:: EXERCISE MATERIALS

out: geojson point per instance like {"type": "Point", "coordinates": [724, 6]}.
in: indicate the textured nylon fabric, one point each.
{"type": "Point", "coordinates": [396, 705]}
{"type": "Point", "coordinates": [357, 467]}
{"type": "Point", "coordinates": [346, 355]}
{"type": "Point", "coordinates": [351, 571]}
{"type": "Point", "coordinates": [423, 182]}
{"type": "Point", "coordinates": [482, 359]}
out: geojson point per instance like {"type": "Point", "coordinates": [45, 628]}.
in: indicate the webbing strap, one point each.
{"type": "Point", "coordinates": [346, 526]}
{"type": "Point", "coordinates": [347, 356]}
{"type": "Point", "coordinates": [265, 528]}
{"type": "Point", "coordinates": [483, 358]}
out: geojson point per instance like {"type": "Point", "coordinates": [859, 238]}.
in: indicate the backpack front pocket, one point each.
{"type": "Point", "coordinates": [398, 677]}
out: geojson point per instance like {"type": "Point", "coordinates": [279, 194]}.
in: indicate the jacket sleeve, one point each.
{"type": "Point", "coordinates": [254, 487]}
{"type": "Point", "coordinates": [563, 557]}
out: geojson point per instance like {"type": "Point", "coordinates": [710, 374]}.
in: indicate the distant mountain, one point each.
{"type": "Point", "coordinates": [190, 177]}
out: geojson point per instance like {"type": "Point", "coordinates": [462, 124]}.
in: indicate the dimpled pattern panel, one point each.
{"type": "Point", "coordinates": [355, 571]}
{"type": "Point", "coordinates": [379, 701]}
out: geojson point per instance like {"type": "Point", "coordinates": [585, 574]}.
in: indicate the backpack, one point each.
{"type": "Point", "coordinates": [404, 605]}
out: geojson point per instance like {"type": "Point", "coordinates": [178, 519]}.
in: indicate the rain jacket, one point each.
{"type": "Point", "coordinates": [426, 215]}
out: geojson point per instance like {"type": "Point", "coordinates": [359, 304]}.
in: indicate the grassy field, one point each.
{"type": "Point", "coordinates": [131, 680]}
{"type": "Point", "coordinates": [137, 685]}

::::

- **WRITTEN PROBLEM**
Turn every line of the material above into a numbered list, leaving out blank lines.

- **COMPLETE RESPONSE**
1. out: geojson point per instance like {"type": "Point", "coordinates": [724, 6]}.
2. in: indicate the textured nylon fabric, one point each.
3. {"type": "Point", "coordinates": [396, 705]}
4. {"type": "Point", "coordinates": [357, 467]}
5. {"type": "Point", "coordinates": [346, 355]}
6. {"type": "Point", "coordinates": [351, 571]}
7. {"type": "Point", "coordinates": [423, 182]}
8. {"type": "Point", "coordinates": [482, 359]}
9. out: geojson point per instance like {"type": "Point", "coordinates": [45, 628]}.
10. in: indicate the webbing strap, one point each.
11. {"type": "Point", "coordinates": [346, 526]}
12. {"type": "Point", "coordinates": [347, 356]}
13. {"type": "Point", "coordinates": [265, 528]}
14. {"type": "Point", "coordinates": [483, 358]}
15. out: geojson point per instance like {"type": "Point", "coordinates": [859, 238]}.
16. in: indicate the backpack front pocket, one point each.
17. {"type": "Point", "coordinates": [398, 677]}
18. out: geojson point per instance like {"type": "Point", "coordinates": [279, 194]}.
19. in: indicate the jacket sleeve, one point each.
20. {"type": "Point", "coordinates": [254, 487]}
21. {"type": "Point", "coordinates": [563, 557]}
22. out: geojson point per instance like {"type": "Point", "coordinates": [710, 374]}.
23. in: indicate the distant mountain, one point each.
24. {"type": "Point", "coordinates": [190, 177]}
25. out: geojson point per instance like {"type": "Point", "coordinates": [462, 124]}.
26. in: indicate the dimpled pattern panel, one point each.
27. {"type": "Point", "coordinates": [355, 571]}
28. {"type": "Point", "coordinates": [379, 701]}
29. out: geojson point per instance like {"type": "Point", "coordinates": [585, 574]}.
30. in: indicate the backpack, one point each.
31. {"type": "Point", "coordinates": [404, 605]}
32. out: geojson point per instance like {"type": "Point", "coordinates": [178, 519]}.
33. in: indicate the rain jacket, one point each.
34. {"type": "Point", "coordinates": [426, 215]}
35. out: geojson point per instance like {"type": "Point", "coordinates": [359, 304]}.
36. in: indicate the grassy field, one point each.
37. {"type": "Point", "coordinates": [131, 680]}
38. {"type": "Point", "coordinates": [137, 685]}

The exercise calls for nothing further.